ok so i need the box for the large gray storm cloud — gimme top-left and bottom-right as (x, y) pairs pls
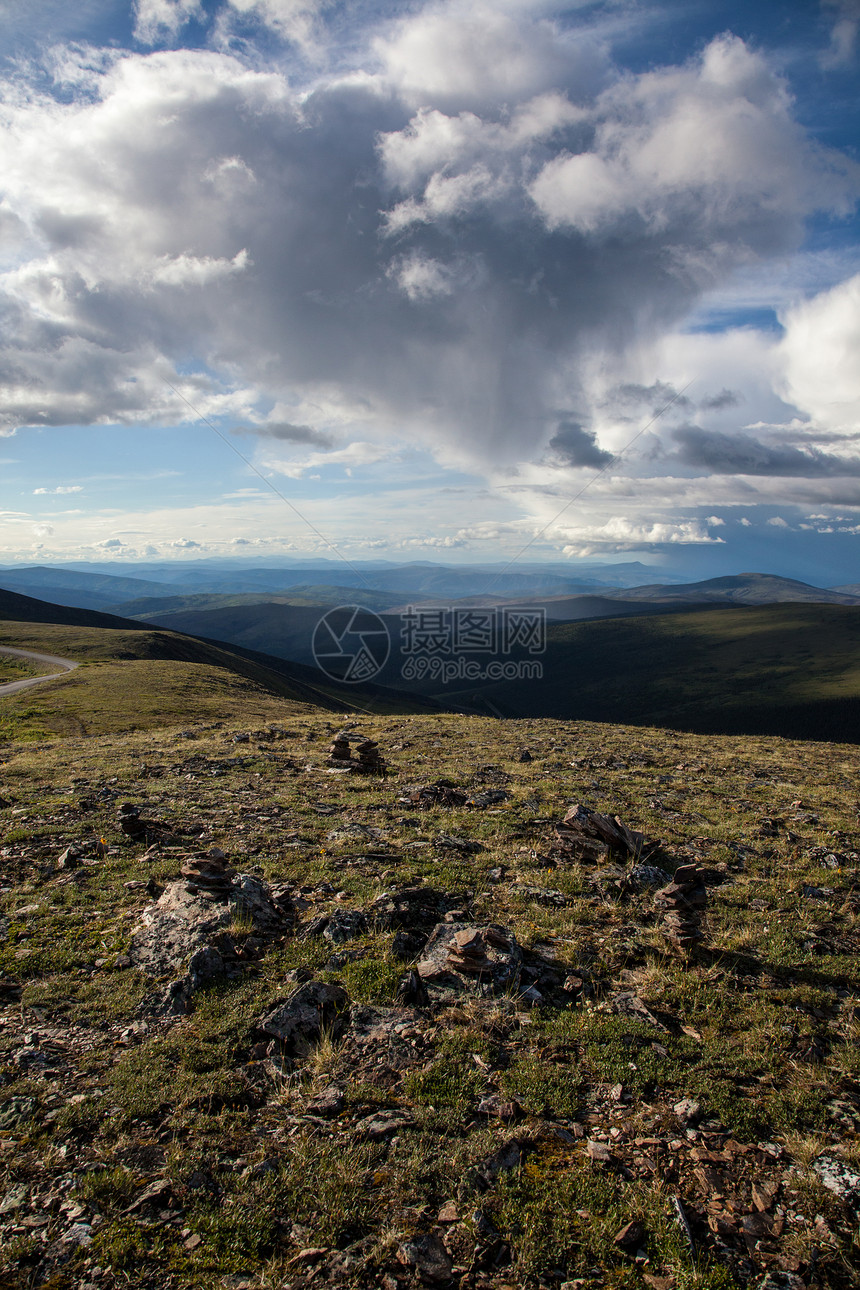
(0, 0), (857, 487)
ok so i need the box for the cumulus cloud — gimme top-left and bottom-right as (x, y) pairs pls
(777, 272), (860, 431)
(0, 4), (857, 557)
(33, 484), (83, 494)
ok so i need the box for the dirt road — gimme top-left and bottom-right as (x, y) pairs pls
(0, 647), (78, 696)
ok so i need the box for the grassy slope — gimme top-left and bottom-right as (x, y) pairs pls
(1, 708), (860, 1288)
(0, 622), (383, 738)
(435, 603), (860, 741)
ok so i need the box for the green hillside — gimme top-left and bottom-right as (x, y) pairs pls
(431, 603), (860, 740)
(0, 616), (444, 741)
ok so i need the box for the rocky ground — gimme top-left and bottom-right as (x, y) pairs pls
(1, 713), (860, 1289)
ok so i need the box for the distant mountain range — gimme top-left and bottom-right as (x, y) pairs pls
(3, 577), (860, 741)
(596, 571), (860, 606)
(0, 559), (679, 611)
(0, 585), (445, 718)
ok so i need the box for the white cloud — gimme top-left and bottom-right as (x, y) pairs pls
(263, 440), (391, 478)
(820, 0), (860, 68)
(0, 7), (856, 559)
(777, 272), (860, 432)
(221, 0), (327, 50)
(388, 253), (456, 301)
(134, 0), (203, 43)
(529, 35), (858, 244)
(33, 484), (83, 495)
(375, 0), (608, 112)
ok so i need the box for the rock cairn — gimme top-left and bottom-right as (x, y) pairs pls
(447, 927), (495, 974)
(416, 922), (521, 997)
(355, 738), (385, 773)
(181, 853), (235, 898)
(327, 733), (385, 773)
(328, 732), (353, 766)
(655, 863), (707, 950)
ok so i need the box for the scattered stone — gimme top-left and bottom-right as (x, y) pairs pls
(813, 1153), (860, 1209)
(397, 1232), (453, 1282)
(403, 782), (468, 809)
(255, 980), (350, 1059)
(323, 909), (367, 944)
(57, 846), (83, 869)
(356, 1109), (414, 1140)
(627, 864), (671, 890)
(608, 992), (670, 1031)
(306, 1085), (344, 1115)
(435, 833), (484, 853)
(555, 804), (647, 863)
(369, 886), (465, 935)
(671, 1195), (696, 1258)
(125, 1178), (173, 1214)
(396, 968), (430, 1007)
(516, 885), (568, 907)
(655, 864), (708, 950)
(467, 789), (510, 809)
(477, 1094), (518, 1121)
(416, 923), (521, 997)
(613, 1220), (645, 1249)
(470, 1139), (525, 1190)
(118, 803), (180, 846)
(187, 946), (228, 989)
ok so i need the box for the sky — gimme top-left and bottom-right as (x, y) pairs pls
(0, 0), (858, 582)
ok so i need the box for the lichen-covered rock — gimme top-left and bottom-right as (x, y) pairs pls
(129, 872), (293, 978)
(323, 909), (367, 944)
(255, 980), (350, 1058)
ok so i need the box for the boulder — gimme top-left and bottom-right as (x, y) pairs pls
(130, 872), (294, 978)
(255, 980), (350, 1059)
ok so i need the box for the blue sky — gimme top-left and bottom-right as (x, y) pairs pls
(0, 0), (858, 582)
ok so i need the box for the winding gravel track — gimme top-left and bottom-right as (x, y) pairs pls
(0, 647), (79, 696)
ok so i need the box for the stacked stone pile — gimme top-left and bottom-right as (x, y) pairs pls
(654, 863), (707, 949)
(328, 733), (353, 766)
(181, 854), (235, 898)
(355, 738), (385, 773)
(416, 921), (521, 996)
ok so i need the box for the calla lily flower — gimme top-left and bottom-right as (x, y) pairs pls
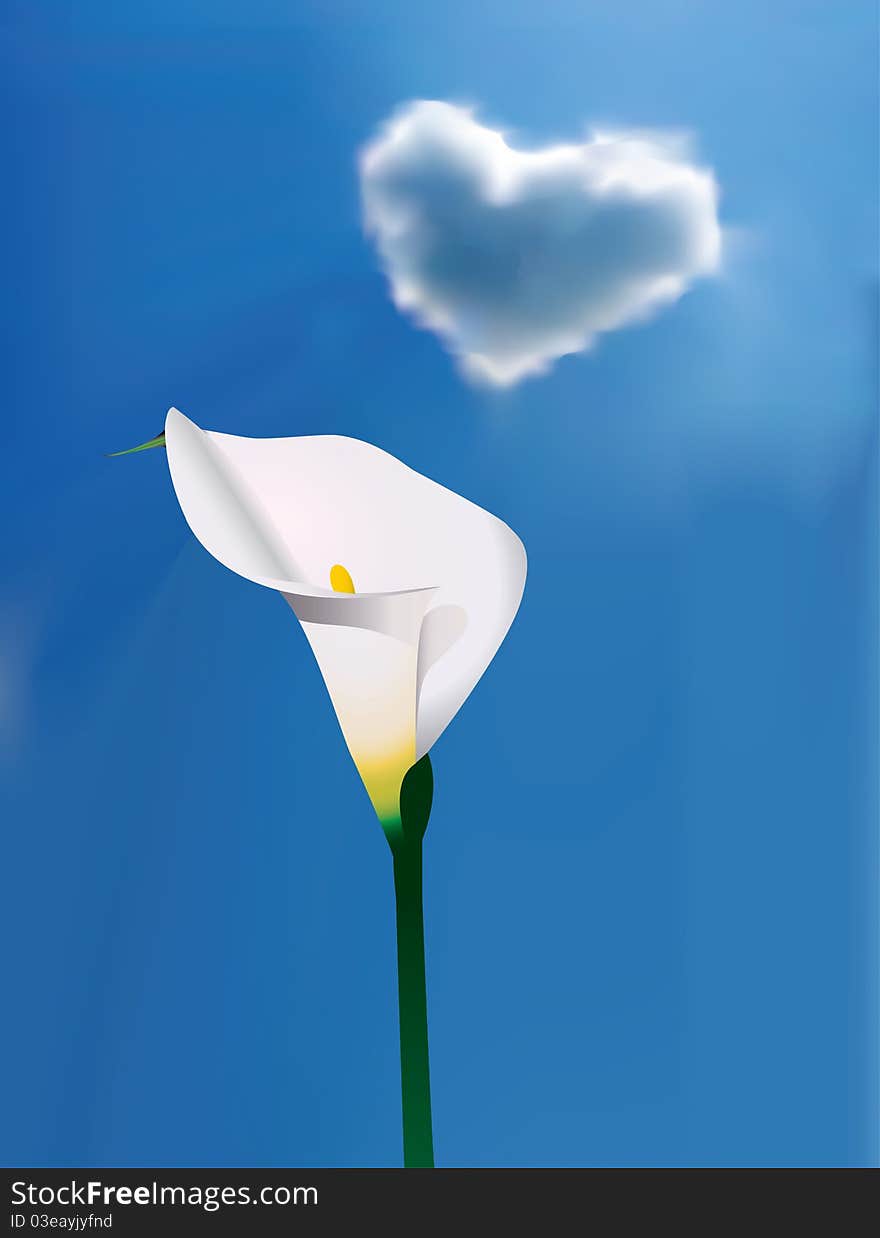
(116, 407), (526, 1169)
(163, 407), (527, 833)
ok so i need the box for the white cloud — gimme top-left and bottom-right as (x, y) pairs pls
(359, 101), (722, 387)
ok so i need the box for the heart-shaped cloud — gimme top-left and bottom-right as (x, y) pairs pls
(360, 101), (722, 387)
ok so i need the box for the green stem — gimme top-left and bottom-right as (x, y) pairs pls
(391, 837), (434, 1168)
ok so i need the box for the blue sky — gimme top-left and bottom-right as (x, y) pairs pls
(1, 1), (877, 1166)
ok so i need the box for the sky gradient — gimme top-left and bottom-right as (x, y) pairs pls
(2, 1), (878, 1167)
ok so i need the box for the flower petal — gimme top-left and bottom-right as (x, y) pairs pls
(164, 406), (526, 760)
(286, 589), (435, 825)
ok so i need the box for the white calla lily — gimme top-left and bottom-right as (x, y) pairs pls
(163, 408), (526, 827)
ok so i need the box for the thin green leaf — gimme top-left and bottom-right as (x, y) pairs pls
(106, 431), (166, 457)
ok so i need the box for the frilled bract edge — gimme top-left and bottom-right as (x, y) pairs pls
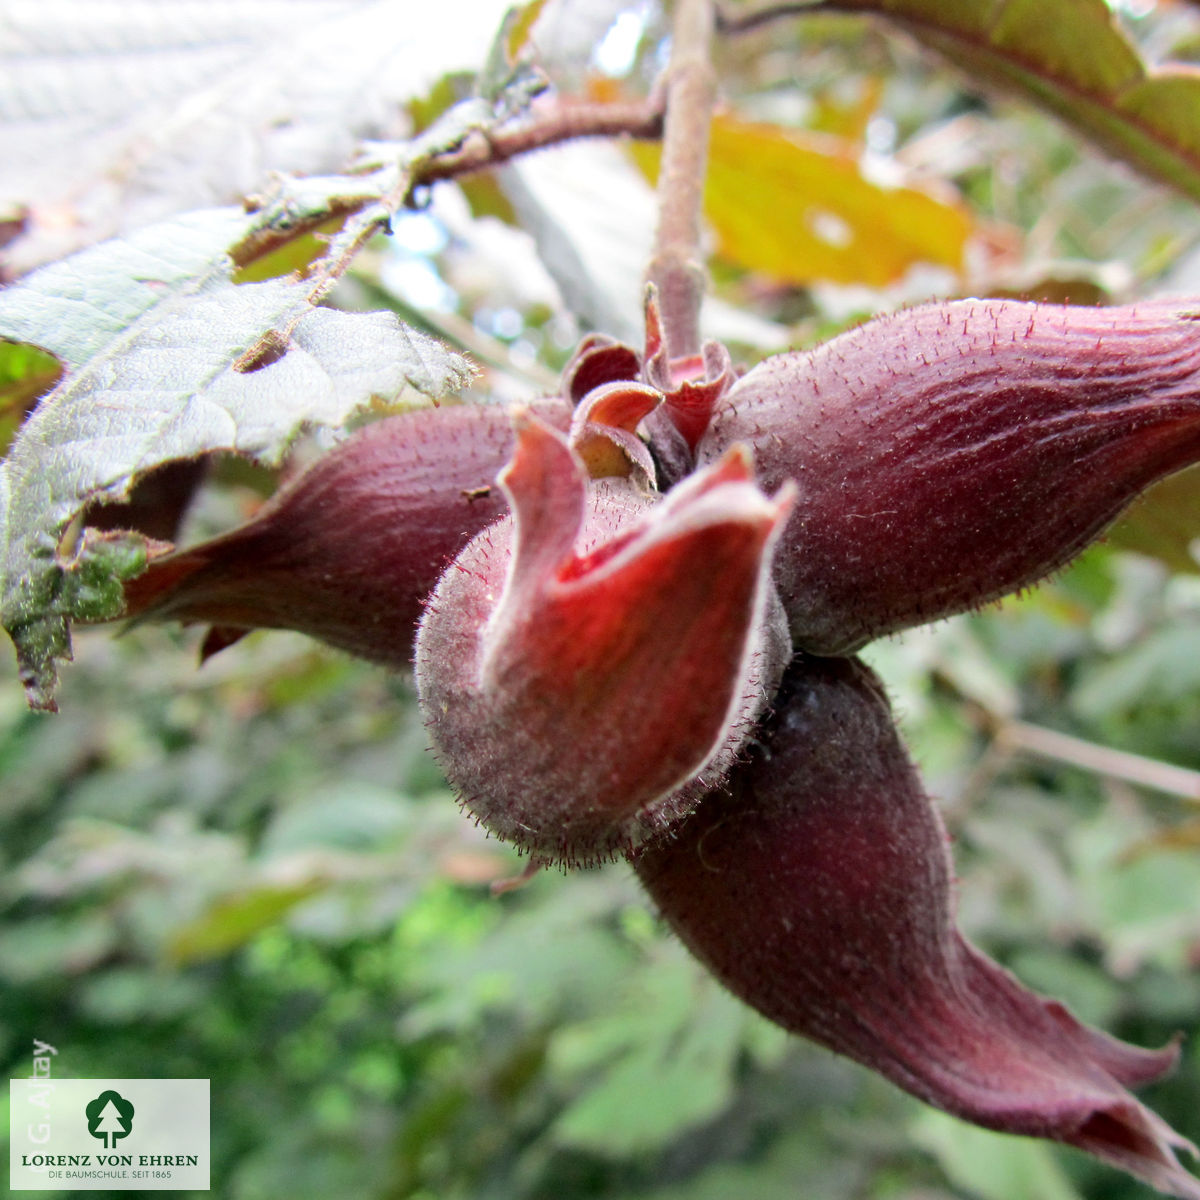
(118, 400), (572, 667)
(415, 414), (793, 867)
(632, 655), (1200, 1200)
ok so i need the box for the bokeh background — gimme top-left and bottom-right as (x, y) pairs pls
(3, 1), (1200, 1197)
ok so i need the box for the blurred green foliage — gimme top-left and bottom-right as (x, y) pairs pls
(5, 3), (1200, 1198)
(2, 541), (1199, 1200)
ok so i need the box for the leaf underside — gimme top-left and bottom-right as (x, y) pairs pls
(0, 208), (473, 711)
(0, 0), (511, 274)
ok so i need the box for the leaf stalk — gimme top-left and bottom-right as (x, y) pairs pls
(645, 0), (718, 360)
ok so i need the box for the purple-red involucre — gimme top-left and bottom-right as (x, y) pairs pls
(634, 655), (1200, 1200)
(102, 294), (1200, 1197)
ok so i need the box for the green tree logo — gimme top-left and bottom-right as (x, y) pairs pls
(85, 1090), (135, 1149)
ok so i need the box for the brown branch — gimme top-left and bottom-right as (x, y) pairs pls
(229, 91), (669, 409)
(233, 95), (664, 278)
(953, 698), (1200, 813)
(996, 719), (1200, 804)
(414, 95), (665, 192)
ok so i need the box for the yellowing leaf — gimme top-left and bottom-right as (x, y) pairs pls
(505, 0), (551, 61)
(633, 117), (970, 286)
(810, 77), (884, 141)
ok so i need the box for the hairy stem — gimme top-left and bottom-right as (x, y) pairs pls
(233, 96), (665, 276)
(646, 0), (718, 360)
(415, 95), (666, 191)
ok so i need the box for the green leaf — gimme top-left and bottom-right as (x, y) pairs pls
(637, 1126), (866, 1200)
(911, 1109), (1084, 1200)
(167, 882), (326, 965)
(833, 0), (1200, 202)
(260, 783), (415, 855)
(1068, 811), (1200, 971)
(0, 913), (118, 985)
(1071, 625), (1200, 720)
(0, 340), (62, 456)
(1107, 465), (1200, 574)
(548, 953), (747, 1155)
(0, 208), (473, 711)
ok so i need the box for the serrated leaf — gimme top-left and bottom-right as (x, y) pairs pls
(0, 0), (512, 273)
(835, 0), (1200, 202)
(0, 208), (473, 710)
(0, 208), (256, 365)
(632, 115), (971, 286)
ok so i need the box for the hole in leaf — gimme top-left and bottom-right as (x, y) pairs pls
(230, 211), (351, 279)
(235, 330), (290, 373)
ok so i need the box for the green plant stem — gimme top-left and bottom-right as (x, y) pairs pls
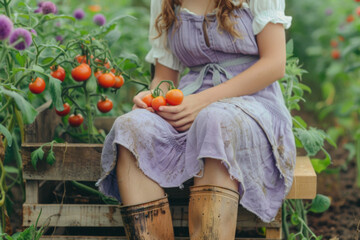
(356, 138), (360, 187)
(0, 98), (12, 113)
(83, 83), (94, 143)
(3, 0), (11, 17)
(282, 202), (290, 239)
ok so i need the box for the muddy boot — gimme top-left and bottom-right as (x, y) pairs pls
(188, 185), (240, 240)
(120, 195), (175, 240)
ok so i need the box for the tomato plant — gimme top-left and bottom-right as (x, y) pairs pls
(29, 77), (46, 94)
(50, 66), (66, 82)
(71, 63), (92, 82)
(68, 113), (84, 127)
(97, 98), (113, 113)
(55, 103), (71, 116)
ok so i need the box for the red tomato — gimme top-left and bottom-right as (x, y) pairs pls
(50, 66), (66, 81)
(142, 93), (154, 107)
(71, 63), (92, 82)
(55, 103), (71, 116)
(75, 55), (93, 64)
(151, 96), (167, 111)
(97, 98), (113, 113)
(331, 49), (340, 59)
(357, 6), (360, 16)
(113, 75), (124, 89)
(94, 70), (103, 79)
(97, 73), (115, 88)
(29, 77), (46, 94)
(330, 40), (338, 48)
(165, 89), (184, 106)
(346, 15), (355, 23)
(68, 113), (84, 127)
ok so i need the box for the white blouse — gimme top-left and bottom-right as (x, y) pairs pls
(145, 0), (292, 71)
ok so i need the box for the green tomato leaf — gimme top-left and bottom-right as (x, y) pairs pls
(4, 166), (19, 174)
(46, 150), (56, 166)
(43, 14), (76, 22)
(311, 150), (332, 174)
(293, 127), (326, 156)
(31, 147), (44, 170)
(0, 123), (12, 147)
(308, 194), (331, 213)
(32, 65), (44, 73)
(286, 39), (294, 57)
(0, 86), (38, 124)
(48, 75), (63, 110)
(85, 73), (98, 94)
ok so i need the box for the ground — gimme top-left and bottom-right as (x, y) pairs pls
(307, 139), (360, 240)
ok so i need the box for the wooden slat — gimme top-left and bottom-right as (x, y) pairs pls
(286, 156), (317, 199)
(40, 237), (278, 240)
(23, 204), (281, 228)
(25, 181), (39, 204)
(22, 143), (103, 181)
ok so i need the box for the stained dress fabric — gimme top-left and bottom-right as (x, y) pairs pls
(97, 0), (296, 223)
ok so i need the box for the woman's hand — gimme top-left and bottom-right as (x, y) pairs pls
(156, 94), (209, 132)
(132, 90), (155, 113)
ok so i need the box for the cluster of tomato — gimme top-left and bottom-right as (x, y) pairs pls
(142, 81), (184, 111)
(28, 54), (125, 127)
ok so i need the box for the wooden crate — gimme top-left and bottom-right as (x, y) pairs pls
(22, 102), (317, 239)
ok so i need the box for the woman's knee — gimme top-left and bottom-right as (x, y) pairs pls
(194, 158), (238, 191)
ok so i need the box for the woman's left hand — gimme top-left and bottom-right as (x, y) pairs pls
(157, 94), (208, 132)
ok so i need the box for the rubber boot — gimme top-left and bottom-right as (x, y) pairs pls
(188, 185), (240, 240)
(120, 195), (175, 240)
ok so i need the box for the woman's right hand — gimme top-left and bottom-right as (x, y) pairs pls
(132, 90), (155, 113)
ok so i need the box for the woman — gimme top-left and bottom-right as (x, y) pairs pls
(97, 0), (295, 239)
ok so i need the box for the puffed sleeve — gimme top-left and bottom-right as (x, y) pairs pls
(248, 0), (292, 35)
(145, 0), (184, 72)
┄┄┄┄┄┄┄┄┄┄┄┄┄┄┄┄┄┄┄┄
- **Exercise directions**
Reproduce the records above exactly, starting with the line that contains "ok so i need the box for the ground" and ending with the last line.

- **Result of this exercise**
ok so i need the box for the ground — gimme top-left and bottom-right as (x, y) pairs pls
(307, 139), (360, 240)
ok so i need the box for the wooden slat — gimme top-left and bottom-right as (x, y) pairs pls
(286, 156), (317, 199)
(40, 237), (278, 240)
(23, 204), (281, 228)
(25, 181), (39, 204)
(22, 143), (103, 181)
ok so i need the box for the stained dress fabric — gimme top-left and bottom-right as (x, y) pairs pls
(97, 0), (296, 223)
ok so i need the box for the woman's hand — gimme top-left and bottom-right as (x, y) pairs pls
(156, 94), (209, 132)
(132, 90), (155, 113)
ok so i need the box for the cluster of tomato — gimme top-left and bottom-right as (x, y) pairs pls
(142, 81), (184, 111)
(28, 54), (125, 127)
ok so i need the box for the wooden crate — gimme top-left and bottom-right as (x, y) pairs pls
(22, 102), (317, 239)
ok so i need the box for the woman's knee — gimme top-left and bottom-right as (x, y) pairs pls
(194, 158), (238, 191)
ok so i need the box for the woman's left hand — gimme top-left and bottom-right as (x, y) pairs pls
(157, 94), (208, 132)
ok so i need the box for the rubber boot — gimme top-left and bottom-right as (x, y) pairs pls
(188, 185), (240, 240)
(120, 195), (175, 240)
ok so i need the box for the woman's right hand — gimme top-left and bottom-right as (x, y) pairs pls
(132, 90), (155, 113)
ok so i need the box for the woman — gimme top-left and bottom-right as (x, y) pairs pls
(97, 0), (295, 239)
ok so i need the box for the puffed sleeve — gimme top-left and bottom-right as (x, y) pairs pls
(248, 0), (292, 35)
(145, 0), (184, 72)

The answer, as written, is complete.